=== EXERCISE DIRECTIONS ===
How many lines of the listing below contain the string "metallic"? Give only the number.

=== RECORD EXTRACTS ===
————
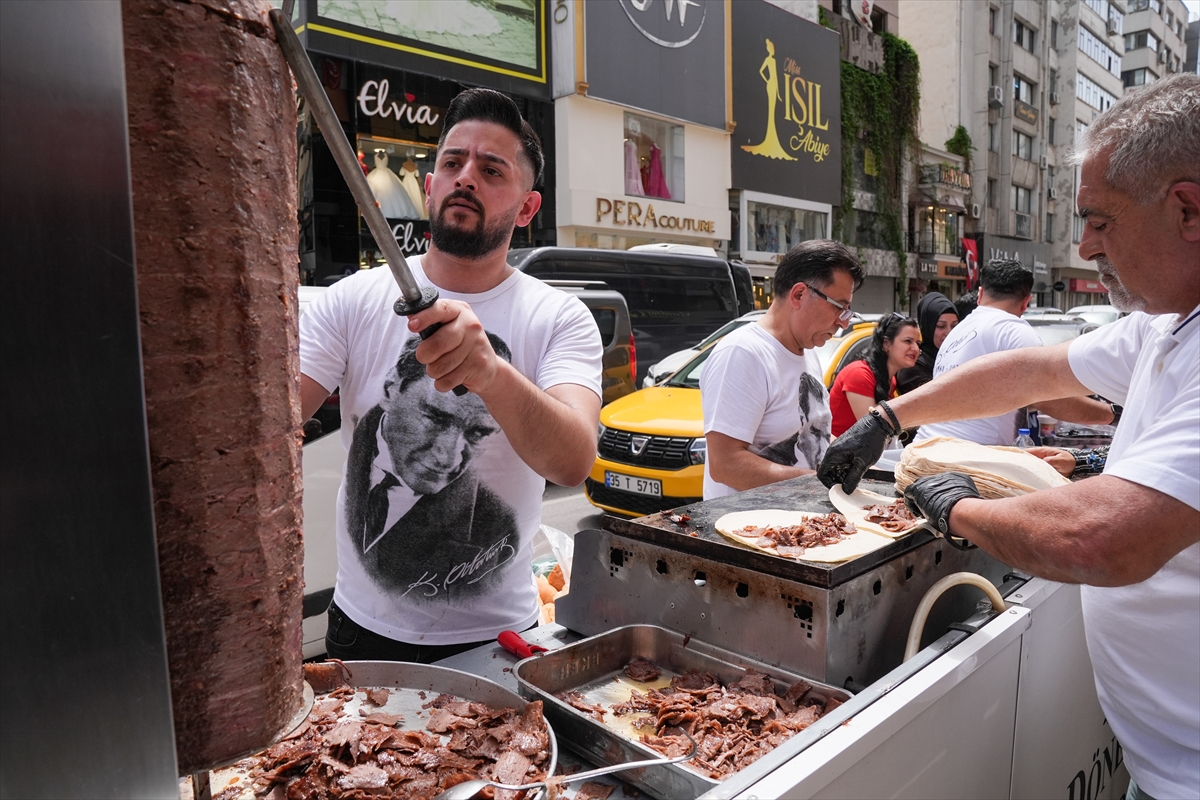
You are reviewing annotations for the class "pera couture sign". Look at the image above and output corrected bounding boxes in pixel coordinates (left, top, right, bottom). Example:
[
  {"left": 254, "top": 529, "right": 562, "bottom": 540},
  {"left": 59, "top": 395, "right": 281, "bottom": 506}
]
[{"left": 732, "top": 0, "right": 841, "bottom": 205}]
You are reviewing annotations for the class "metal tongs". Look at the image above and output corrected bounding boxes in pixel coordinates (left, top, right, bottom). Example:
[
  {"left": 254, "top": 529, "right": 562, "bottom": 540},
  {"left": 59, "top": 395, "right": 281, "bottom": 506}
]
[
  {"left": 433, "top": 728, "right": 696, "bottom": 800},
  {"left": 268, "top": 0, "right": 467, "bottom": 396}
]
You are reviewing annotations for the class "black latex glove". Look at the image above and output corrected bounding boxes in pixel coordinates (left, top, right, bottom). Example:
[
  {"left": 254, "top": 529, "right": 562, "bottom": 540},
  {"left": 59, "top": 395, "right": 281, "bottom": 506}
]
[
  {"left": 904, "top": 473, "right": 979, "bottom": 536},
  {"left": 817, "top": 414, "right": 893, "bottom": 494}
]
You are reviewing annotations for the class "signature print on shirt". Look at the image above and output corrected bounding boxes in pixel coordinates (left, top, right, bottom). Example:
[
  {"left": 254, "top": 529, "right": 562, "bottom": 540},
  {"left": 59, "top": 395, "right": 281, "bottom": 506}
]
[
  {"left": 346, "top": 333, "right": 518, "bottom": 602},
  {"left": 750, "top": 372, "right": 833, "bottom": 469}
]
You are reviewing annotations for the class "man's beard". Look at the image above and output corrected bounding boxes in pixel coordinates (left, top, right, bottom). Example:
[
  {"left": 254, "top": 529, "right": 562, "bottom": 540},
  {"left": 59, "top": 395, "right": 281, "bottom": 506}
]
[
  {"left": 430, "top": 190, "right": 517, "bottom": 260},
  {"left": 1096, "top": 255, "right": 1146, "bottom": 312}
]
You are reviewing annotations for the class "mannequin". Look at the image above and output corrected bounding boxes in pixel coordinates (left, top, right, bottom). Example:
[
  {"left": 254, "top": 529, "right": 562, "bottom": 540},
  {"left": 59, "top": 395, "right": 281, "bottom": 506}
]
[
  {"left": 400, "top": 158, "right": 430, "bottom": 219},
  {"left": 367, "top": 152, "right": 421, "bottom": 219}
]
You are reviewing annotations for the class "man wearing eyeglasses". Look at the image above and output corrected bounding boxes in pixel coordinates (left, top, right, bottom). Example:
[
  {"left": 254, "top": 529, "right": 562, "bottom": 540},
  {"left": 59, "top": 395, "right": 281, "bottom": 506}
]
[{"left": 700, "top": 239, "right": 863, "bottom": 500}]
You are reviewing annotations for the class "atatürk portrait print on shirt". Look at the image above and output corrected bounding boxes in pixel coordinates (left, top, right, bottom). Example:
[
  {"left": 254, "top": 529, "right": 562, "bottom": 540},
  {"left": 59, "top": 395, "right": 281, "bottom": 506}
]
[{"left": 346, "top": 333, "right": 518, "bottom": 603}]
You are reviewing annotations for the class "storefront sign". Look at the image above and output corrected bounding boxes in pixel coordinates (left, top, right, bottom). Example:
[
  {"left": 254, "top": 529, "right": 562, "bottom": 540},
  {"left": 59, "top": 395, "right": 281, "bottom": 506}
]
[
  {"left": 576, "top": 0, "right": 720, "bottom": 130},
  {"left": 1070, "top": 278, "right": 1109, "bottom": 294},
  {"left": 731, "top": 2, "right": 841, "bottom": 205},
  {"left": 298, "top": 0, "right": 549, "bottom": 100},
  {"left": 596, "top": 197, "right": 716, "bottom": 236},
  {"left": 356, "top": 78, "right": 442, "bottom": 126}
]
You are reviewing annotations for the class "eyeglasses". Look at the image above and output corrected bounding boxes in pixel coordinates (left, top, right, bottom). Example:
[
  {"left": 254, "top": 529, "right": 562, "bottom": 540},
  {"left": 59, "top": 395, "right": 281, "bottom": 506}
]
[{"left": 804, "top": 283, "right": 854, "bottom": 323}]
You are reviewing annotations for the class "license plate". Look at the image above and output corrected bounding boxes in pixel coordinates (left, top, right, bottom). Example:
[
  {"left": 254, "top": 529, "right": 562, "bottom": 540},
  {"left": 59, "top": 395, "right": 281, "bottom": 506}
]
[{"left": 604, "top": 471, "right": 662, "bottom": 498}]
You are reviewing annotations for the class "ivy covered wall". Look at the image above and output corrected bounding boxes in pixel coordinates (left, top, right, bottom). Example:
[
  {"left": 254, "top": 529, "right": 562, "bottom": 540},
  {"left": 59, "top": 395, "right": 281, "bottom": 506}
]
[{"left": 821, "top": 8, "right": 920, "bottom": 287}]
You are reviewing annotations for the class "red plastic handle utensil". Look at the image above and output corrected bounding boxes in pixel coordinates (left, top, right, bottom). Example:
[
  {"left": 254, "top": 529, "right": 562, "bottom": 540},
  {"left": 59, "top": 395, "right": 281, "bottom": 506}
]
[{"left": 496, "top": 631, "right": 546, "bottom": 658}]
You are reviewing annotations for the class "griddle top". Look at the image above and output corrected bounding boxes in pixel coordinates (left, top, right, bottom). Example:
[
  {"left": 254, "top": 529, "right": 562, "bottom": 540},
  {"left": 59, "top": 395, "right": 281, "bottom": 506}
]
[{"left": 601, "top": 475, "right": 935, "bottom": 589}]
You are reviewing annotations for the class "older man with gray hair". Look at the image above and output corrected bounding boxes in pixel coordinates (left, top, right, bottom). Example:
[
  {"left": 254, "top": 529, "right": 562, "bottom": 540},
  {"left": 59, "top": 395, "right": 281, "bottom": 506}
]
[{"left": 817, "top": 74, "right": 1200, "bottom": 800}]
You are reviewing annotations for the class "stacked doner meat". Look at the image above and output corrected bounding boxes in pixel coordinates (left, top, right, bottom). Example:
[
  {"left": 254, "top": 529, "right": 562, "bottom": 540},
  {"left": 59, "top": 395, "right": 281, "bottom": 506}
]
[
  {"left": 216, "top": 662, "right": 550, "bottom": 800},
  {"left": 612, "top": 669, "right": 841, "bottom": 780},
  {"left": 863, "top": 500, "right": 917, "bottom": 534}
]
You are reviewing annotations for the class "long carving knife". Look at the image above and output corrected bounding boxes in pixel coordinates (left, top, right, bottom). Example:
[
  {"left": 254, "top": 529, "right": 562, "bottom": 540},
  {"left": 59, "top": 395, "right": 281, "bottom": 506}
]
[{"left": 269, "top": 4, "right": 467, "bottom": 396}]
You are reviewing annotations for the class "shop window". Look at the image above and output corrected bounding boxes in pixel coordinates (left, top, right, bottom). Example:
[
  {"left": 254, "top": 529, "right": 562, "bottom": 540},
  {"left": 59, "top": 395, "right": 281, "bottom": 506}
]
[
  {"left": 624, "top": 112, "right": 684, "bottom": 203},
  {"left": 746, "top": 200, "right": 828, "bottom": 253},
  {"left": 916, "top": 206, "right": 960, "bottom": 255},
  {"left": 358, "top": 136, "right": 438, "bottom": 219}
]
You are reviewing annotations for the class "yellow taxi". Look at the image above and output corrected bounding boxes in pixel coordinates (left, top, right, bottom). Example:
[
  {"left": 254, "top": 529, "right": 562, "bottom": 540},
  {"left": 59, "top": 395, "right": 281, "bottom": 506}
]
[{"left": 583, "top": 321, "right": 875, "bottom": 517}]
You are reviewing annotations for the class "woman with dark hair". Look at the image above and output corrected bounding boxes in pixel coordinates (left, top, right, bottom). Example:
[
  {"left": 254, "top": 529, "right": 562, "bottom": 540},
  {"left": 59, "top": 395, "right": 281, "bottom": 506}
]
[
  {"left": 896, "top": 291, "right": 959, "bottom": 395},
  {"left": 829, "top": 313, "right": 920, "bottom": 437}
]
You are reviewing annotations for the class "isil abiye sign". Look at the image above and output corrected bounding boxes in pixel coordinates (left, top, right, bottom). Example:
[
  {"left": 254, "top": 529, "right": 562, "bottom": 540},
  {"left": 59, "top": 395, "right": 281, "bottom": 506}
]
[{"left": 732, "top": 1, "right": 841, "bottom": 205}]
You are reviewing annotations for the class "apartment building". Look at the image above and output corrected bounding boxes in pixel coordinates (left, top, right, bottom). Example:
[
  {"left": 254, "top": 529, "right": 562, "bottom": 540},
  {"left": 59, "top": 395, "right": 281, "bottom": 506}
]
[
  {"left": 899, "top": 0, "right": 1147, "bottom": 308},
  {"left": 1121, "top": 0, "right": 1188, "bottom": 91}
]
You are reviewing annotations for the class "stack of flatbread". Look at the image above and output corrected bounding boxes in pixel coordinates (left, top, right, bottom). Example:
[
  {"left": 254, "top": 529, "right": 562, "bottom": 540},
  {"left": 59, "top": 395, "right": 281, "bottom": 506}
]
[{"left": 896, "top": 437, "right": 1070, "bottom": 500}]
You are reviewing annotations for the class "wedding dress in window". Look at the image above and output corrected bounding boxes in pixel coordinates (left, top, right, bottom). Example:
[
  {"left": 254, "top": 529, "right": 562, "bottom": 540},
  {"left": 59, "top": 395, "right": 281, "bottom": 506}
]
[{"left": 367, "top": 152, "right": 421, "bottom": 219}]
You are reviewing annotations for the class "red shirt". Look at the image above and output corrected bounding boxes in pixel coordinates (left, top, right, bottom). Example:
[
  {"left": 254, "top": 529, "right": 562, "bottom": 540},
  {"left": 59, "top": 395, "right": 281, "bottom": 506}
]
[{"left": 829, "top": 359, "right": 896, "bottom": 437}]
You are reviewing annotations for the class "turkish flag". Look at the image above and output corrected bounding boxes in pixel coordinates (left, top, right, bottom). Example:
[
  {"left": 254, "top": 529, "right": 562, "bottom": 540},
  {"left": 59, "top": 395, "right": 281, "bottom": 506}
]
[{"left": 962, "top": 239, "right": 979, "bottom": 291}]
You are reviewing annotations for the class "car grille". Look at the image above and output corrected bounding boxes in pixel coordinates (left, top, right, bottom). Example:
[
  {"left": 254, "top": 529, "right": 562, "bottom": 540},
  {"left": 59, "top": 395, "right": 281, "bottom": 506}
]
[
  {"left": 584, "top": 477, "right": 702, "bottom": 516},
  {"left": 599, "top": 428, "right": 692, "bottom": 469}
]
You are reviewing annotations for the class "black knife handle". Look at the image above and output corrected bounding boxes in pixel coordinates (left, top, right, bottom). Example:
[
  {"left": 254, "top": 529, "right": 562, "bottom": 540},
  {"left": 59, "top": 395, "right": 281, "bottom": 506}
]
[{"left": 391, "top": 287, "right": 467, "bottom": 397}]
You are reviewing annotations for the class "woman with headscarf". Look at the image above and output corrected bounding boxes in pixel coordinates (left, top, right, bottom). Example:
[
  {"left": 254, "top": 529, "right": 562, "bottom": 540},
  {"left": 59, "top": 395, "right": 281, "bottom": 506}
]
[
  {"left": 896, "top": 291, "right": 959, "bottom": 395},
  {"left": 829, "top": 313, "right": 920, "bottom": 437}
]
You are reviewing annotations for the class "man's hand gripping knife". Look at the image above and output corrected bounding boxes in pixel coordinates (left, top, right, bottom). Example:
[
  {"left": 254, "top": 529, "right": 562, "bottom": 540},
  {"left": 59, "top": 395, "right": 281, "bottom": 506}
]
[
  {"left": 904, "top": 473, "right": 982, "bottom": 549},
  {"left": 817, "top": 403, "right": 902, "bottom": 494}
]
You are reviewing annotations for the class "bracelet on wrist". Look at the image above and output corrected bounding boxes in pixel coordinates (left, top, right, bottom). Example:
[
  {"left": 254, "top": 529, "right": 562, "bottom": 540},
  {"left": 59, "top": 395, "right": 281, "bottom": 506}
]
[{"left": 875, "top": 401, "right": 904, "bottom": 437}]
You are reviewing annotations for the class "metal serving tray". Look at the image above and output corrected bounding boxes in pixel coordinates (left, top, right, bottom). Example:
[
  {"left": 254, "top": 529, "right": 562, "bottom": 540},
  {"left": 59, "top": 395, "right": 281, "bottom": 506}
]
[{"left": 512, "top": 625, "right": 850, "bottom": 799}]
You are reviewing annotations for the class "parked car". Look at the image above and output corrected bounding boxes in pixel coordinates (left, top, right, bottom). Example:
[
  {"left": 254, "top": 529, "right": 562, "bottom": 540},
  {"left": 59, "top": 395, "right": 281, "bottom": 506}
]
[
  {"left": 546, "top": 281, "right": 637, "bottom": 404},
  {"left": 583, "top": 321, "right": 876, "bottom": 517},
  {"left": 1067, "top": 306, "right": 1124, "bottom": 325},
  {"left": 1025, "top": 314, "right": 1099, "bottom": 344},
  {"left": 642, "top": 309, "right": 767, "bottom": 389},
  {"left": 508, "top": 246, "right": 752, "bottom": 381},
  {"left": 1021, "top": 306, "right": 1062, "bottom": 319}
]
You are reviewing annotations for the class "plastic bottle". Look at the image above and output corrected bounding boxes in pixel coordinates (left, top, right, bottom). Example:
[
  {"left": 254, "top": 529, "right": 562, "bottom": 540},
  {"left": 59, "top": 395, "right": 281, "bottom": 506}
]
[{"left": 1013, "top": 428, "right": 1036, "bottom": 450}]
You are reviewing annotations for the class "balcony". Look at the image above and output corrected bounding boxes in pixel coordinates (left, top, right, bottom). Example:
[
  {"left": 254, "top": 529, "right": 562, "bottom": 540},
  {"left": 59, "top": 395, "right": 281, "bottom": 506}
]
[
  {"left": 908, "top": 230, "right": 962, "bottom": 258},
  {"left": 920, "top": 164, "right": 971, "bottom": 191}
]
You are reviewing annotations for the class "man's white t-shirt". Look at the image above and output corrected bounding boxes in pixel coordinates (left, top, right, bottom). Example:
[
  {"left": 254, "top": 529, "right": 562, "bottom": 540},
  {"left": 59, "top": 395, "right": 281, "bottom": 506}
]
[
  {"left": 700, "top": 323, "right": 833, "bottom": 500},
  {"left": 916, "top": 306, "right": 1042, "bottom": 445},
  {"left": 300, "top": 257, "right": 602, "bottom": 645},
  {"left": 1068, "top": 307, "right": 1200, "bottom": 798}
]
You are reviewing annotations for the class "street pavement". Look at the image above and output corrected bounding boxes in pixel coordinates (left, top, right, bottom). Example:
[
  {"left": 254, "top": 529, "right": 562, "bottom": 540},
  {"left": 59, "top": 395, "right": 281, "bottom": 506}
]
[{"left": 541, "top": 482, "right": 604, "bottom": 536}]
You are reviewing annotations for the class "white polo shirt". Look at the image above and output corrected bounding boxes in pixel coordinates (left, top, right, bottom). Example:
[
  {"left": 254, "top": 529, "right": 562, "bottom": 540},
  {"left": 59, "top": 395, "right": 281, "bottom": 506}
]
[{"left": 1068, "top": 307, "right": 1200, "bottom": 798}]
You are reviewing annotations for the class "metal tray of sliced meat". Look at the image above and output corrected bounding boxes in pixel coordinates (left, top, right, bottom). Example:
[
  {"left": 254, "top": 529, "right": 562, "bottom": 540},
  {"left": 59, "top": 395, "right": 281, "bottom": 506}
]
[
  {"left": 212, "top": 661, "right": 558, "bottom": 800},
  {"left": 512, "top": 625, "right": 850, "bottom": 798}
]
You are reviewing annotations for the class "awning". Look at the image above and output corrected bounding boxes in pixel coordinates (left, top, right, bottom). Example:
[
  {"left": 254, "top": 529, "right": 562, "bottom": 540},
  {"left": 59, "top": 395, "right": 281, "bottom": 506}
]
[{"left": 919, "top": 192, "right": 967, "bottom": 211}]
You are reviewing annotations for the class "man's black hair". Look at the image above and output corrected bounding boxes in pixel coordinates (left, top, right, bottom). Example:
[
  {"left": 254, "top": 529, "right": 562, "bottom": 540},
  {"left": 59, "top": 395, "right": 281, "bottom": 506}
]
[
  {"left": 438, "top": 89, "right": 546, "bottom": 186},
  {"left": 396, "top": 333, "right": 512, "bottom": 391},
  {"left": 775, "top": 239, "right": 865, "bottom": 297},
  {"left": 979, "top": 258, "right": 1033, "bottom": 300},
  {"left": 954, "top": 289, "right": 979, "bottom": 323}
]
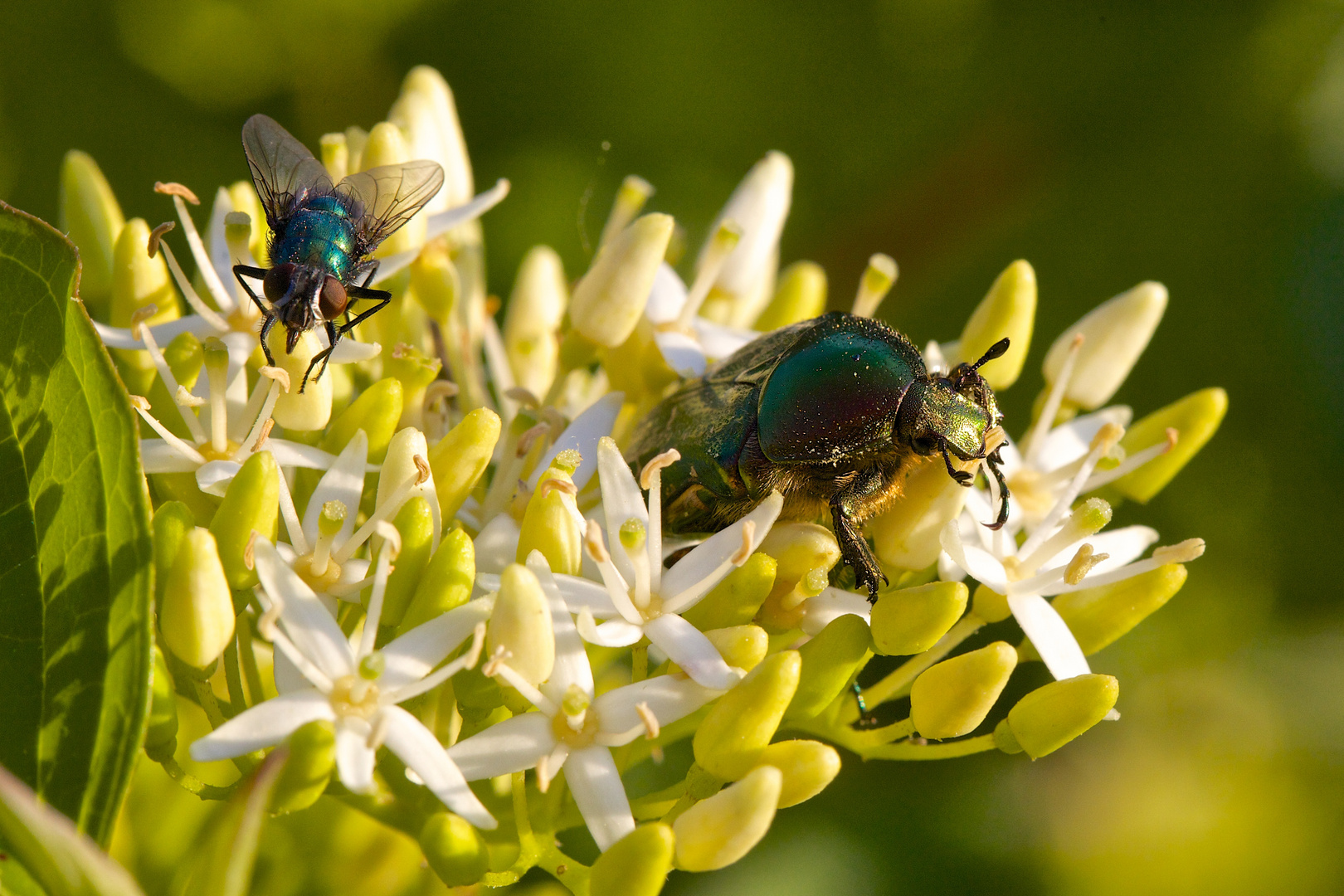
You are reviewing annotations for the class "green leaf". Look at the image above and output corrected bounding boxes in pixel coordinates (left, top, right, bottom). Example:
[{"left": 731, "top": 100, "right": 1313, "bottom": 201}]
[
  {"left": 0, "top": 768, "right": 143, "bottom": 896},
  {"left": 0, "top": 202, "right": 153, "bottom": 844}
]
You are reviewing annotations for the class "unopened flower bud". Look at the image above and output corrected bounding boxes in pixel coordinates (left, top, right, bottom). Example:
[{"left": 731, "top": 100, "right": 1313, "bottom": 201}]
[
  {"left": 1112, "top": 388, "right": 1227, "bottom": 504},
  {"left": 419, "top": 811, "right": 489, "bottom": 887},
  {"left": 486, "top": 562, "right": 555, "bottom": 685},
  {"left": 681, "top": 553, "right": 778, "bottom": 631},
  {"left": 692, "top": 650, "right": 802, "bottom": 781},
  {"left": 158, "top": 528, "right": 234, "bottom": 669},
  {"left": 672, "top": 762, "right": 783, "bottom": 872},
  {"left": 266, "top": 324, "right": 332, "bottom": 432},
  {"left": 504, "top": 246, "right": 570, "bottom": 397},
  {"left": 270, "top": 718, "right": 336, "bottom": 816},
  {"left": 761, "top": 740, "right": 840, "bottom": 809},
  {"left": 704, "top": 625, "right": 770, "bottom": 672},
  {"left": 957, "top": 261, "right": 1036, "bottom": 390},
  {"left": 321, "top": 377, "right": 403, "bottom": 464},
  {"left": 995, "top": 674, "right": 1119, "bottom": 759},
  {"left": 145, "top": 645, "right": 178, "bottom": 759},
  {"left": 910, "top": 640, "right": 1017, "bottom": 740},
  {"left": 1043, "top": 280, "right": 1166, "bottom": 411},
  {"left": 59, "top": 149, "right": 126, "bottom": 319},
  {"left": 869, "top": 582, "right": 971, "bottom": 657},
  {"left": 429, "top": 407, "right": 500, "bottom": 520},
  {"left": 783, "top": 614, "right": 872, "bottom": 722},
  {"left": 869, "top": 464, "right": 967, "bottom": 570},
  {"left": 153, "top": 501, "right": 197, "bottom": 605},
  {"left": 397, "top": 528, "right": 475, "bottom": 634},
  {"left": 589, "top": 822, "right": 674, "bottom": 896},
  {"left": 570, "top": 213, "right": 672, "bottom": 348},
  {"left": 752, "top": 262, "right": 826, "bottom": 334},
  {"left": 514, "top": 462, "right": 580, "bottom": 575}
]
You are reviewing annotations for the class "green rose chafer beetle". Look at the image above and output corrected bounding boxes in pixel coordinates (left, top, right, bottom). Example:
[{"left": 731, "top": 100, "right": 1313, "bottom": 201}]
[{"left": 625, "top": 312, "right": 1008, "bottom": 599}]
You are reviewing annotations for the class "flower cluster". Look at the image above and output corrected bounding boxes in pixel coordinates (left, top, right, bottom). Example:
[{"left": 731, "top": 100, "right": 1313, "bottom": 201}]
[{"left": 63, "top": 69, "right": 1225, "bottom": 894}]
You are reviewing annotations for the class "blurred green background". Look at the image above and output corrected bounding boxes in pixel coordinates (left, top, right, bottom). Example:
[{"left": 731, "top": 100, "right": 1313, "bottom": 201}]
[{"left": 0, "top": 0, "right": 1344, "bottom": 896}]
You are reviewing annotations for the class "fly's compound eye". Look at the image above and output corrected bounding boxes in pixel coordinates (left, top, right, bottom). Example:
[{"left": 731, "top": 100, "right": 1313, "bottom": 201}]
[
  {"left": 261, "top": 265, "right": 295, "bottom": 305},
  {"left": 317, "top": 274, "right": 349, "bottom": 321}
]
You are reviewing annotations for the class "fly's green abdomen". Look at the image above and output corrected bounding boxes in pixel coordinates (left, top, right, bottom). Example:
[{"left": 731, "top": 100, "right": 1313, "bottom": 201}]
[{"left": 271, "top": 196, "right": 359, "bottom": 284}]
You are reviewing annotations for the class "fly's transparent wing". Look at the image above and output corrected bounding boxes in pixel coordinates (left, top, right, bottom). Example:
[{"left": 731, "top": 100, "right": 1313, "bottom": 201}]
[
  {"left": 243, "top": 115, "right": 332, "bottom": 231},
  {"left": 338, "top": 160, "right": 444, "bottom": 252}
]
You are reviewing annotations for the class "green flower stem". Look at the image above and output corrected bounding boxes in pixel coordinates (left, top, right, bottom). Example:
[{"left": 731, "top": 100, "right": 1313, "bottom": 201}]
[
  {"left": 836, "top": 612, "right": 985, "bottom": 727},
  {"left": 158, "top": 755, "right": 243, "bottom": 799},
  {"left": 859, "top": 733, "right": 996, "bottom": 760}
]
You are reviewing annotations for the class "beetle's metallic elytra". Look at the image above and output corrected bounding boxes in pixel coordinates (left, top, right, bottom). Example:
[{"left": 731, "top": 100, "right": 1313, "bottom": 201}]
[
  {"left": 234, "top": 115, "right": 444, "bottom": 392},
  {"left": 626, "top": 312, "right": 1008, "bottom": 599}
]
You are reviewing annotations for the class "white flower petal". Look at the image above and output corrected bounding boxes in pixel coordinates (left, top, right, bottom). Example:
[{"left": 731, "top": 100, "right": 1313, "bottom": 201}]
————
=== ANSWER ===
1